**What the exercise asks**
Pick out each line in the entries below that contains the word "lamp" and copy those lines in full. Case counts.

**Exercise materials**

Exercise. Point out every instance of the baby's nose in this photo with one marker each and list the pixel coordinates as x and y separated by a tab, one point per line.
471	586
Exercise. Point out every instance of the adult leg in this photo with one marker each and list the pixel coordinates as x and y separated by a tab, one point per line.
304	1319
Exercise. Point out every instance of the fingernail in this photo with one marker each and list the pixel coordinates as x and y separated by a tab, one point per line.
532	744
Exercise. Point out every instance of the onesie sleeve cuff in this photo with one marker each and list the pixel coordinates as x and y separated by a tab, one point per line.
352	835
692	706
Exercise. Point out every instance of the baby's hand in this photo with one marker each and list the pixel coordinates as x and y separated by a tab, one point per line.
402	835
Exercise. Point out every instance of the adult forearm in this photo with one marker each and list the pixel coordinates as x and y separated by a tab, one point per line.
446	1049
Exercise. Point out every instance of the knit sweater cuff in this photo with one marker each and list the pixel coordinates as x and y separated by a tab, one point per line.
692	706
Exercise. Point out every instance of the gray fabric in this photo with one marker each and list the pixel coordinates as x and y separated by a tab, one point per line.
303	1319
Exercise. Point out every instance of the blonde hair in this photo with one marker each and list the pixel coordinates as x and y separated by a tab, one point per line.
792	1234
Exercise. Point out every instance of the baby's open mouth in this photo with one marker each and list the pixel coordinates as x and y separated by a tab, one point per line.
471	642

--

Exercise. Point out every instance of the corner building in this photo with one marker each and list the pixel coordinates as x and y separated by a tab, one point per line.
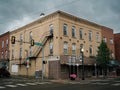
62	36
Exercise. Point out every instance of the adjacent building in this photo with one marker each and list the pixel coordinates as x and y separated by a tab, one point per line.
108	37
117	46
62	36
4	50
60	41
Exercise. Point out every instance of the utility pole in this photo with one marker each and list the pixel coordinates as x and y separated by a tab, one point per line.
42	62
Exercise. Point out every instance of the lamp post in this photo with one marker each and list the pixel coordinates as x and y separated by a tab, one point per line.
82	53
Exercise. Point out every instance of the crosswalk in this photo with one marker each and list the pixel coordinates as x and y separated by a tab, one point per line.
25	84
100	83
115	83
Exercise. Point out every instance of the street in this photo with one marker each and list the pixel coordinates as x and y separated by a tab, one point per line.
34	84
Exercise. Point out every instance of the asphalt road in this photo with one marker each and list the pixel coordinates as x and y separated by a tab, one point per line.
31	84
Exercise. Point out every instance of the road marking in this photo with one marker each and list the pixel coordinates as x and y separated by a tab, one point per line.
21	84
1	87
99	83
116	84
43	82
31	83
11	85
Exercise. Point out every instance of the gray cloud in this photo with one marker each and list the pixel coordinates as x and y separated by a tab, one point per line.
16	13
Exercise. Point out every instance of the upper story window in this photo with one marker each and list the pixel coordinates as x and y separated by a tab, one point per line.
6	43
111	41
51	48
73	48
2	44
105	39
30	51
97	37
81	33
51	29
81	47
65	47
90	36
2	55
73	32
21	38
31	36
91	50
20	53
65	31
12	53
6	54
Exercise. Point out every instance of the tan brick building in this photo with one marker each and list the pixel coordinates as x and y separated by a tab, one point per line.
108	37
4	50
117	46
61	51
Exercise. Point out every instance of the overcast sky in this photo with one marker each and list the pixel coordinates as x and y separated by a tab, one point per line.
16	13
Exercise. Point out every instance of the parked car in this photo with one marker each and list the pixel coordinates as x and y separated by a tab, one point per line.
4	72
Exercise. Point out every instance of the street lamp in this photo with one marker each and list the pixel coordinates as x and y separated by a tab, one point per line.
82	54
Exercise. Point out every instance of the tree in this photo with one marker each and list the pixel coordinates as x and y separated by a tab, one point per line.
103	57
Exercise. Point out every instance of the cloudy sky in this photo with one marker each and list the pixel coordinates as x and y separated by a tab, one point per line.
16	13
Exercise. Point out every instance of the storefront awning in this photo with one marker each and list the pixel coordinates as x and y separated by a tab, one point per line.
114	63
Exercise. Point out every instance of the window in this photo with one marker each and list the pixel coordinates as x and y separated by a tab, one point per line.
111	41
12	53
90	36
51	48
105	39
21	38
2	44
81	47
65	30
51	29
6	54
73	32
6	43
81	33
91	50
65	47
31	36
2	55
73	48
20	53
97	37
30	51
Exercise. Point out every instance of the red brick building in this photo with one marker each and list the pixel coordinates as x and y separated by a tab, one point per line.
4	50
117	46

**Output of the task**
Exercise. Point out every instance of the lamp post in this photo with one marker each and list the pixel coordinates as x and y separated by a tab, one point per line.
Exercise. Point out every instance of the street lamp in this photo with one marker each and list the pixel coordinates as x and y separated by a tab, one point per line.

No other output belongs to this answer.